# Text provided
← Blog

Streaming Asterisk Audio Into Pipecat With chan_websocket

Asterisk 23 added a new channel driver, chan_websocket, that lets the dialplan dial an outbound WebSocket as if it were a SIP endpoint. I tried it as soon as the release candidate was out, against my own andrius/asterisk:23-rc images, to feed the audio of a live phone call straight into a Pipecat pipeline. It took three attempts.

Why chan_websocket

Before chan_websocket, the established way to push the audio of an Asterisk call to an external service was ARI External Media: open an ARI WebSocket, instruct Asterisk to send the media of a channel to a UDP port, then receive RTP on that port. It works but it spreads the state across two connections (ARI for control, RTP for audio) and the service has to deal with RTP packetisation.

chan_websocket collapses that into a single channel. The dialplan references a named WebSocket endpoint; Asterisk opens an outbound WebSocket per call; control messages and audio flow over the same connection. From the dialplan side it looks like a regular Dial():

exten => 1001,1,NoOp(Pipecat echo test)
   same => n,Answer()
   same => n,Wait(1)
   same => n,Playback(hello-world)
   same => n,Dial(Websocket/pipecat-2/c(slin16),60)
   same => n,Hangup()

The c(slin16) argument tells Asterisk to negotiate signed-linear 16 kHz audio with the WebSocket peer.

# What the exercise asks
Decide whether each statement below agrees with the chan_websocket post above, answering yes or no and quoting the words of the post that settle it. 1. chan_websocket was introduced as a channel driver in Asterisk 23. 2. ARI External Media carries control messages and audio over one connection. 3. The c(slin16) argument makes Asterisk negotiate signed-linear 8 kHz audio with the WebSocket peer.

# Dataset excerpts
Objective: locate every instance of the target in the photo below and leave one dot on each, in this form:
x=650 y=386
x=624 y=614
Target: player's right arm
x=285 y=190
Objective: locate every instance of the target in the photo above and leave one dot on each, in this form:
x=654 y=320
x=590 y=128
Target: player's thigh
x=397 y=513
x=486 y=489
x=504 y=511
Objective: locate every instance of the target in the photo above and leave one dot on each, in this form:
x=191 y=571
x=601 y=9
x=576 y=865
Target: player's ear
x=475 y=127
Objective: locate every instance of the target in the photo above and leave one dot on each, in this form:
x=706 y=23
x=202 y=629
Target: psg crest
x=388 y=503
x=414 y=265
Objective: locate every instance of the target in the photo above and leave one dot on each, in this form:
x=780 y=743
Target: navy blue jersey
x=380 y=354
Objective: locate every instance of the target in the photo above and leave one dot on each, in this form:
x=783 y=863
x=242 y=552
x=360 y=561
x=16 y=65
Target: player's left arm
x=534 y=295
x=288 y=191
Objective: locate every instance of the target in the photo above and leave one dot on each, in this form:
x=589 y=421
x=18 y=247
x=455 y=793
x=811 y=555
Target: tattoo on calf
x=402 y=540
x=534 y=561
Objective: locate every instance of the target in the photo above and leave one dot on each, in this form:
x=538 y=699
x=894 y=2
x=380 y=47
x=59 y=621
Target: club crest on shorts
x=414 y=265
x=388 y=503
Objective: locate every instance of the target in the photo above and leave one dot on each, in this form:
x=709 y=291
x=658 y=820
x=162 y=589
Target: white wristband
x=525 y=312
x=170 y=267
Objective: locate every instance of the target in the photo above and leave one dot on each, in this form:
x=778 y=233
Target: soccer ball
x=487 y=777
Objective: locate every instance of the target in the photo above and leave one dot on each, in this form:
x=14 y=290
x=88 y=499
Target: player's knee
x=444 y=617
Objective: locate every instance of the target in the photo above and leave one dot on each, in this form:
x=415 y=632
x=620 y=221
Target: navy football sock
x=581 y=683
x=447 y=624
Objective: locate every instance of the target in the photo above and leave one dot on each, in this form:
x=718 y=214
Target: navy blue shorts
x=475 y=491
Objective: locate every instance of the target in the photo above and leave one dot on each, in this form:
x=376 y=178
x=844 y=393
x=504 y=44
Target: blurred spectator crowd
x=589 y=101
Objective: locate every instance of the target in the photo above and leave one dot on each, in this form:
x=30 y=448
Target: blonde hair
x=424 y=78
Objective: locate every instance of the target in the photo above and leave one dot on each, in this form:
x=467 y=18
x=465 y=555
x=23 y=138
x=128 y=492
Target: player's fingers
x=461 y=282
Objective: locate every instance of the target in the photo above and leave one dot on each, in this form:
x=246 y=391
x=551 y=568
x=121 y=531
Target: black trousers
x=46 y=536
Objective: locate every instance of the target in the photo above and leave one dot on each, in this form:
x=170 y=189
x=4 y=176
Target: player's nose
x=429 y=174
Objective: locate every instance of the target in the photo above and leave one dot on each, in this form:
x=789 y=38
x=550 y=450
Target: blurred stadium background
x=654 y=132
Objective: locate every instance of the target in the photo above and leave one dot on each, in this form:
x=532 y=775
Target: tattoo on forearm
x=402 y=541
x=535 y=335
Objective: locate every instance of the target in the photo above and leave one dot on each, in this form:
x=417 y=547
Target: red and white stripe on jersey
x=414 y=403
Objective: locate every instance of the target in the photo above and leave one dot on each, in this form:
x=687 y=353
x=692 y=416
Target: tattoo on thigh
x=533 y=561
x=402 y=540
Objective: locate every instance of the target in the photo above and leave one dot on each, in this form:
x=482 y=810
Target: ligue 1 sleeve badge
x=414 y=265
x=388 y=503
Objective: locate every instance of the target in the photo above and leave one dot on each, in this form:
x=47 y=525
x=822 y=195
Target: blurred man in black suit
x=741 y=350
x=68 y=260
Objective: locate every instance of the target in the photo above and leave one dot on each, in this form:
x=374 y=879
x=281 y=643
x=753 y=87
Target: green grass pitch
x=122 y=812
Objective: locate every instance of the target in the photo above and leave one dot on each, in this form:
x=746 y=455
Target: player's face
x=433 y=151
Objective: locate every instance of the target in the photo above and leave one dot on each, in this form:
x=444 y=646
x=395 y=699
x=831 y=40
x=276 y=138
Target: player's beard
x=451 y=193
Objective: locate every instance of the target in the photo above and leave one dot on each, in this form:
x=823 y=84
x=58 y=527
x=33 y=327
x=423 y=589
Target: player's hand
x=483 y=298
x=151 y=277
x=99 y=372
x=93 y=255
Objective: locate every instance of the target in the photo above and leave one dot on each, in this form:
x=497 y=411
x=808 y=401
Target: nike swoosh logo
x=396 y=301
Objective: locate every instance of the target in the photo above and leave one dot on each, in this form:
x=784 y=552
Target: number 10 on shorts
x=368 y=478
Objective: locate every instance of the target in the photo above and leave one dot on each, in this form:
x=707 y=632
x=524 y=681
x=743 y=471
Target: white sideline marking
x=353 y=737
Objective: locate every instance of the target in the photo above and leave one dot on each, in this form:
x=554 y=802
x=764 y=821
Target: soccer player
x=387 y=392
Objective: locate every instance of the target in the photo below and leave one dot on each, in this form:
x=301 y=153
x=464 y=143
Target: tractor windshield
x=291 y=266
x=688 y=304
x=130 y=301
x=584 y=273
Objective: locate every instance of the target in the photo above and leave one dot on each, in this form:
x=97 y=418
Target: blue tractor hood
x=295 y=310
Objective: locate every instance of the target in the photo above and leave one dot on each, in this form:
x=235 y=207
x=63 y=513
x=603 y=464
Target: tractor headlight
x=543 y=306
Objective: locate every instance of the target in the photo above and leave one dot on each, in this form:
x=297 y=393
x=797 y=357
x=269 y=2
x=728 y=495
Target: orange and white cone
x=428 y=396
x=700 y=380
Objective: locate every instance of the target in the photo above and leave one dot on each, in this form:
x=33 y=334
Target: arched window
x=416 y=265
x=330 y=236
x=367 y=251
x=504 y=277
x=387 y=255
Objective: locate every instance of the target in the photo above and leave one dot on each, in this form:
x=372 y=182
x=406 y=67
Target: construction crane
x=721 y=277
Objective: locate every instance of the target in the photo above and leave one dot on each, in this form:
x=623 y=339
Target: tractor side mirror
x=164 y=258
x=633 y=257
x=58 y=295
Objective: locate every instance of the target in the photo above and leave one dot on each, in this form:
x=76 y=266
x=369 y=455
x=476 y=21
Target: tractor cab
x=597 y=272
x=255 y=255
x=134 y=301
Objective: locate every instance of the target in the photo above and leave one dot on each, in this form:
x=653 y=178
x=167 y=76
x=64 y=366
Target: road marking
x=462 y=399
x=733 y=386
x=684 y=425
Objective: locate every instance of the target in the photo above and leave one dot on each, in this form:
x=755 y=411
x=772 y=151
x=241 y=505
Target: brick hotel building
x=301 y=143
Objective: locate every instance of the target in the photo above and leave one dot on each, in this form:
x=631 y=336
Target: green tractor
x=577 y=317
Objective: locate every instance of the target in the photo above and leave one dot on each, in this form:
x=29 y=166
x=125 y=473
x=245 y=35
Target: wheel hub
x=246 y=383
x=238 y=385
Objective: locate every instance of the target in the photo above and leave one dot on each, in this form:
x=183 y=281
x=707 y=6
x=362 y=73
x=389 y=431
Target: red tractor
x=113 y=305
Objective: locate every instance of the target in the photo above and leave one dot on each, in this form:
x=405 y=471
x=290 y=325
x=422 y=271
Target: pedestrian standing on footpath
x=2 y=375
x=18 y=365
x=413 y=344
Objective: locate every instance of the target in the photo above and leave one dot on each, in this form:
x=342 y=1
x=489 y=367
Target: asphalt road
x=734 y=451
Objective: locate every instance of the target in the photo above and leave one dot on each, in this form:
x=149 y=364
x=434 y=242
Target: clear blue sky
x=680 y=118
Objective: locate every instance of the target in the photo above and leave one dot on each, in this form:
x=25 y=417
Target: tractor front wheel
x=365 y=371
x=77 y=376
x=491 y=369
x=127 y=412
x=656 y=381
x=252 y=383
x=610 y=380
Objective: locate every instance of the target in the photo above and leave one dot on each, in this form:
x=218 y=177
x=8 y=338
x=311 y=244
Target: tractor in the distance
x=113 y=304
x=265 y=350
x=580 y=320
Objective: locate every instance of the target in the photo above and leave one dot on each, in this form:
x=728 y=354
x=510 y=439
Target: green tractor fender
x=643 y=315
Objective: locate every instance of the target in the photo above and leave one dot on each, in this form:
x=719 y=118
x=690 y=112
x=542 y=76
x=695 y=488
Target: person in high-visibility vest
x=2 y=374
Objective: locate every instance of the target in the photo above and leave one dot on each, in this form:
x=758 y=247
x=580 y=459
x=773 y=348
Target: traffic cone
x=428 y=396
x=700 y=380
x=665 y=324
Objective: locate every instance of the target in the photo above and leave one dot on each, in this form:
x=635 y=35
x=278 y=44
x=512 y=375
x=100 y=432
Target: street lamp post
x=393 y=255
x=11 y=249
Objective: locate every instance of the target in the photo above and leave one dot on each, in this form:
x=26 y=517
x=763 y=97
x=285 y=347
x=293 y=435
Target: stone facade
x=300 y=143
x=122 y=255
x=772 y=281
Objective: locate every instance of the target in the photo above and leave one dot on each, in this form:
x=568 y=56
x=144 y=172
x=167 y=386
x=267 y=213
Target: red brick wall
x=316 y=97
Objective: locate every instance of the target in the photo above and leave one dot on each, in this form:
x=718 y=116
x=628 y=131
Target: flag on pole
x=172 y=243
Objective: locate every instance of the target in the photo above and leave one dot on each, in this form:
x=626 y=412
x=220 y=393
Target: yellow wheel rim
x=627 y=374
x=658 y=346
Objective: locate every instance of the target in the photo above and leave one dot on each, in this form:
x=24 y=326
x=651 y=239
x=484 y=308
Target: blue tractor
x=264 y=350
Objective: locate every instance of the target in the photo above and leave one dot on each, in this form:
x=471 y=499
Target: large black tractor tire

# Written solution
1. Yes: "Asterisk 23 added a new channel driver, chan_websocket"
2. No: "it spreads the state across two connections (ARI for control, RTP for audio)"
3. No: "The c(slin16) argument tells Asterisk to negotiate signed-linear 16 kHz audio with the WebSocket peer."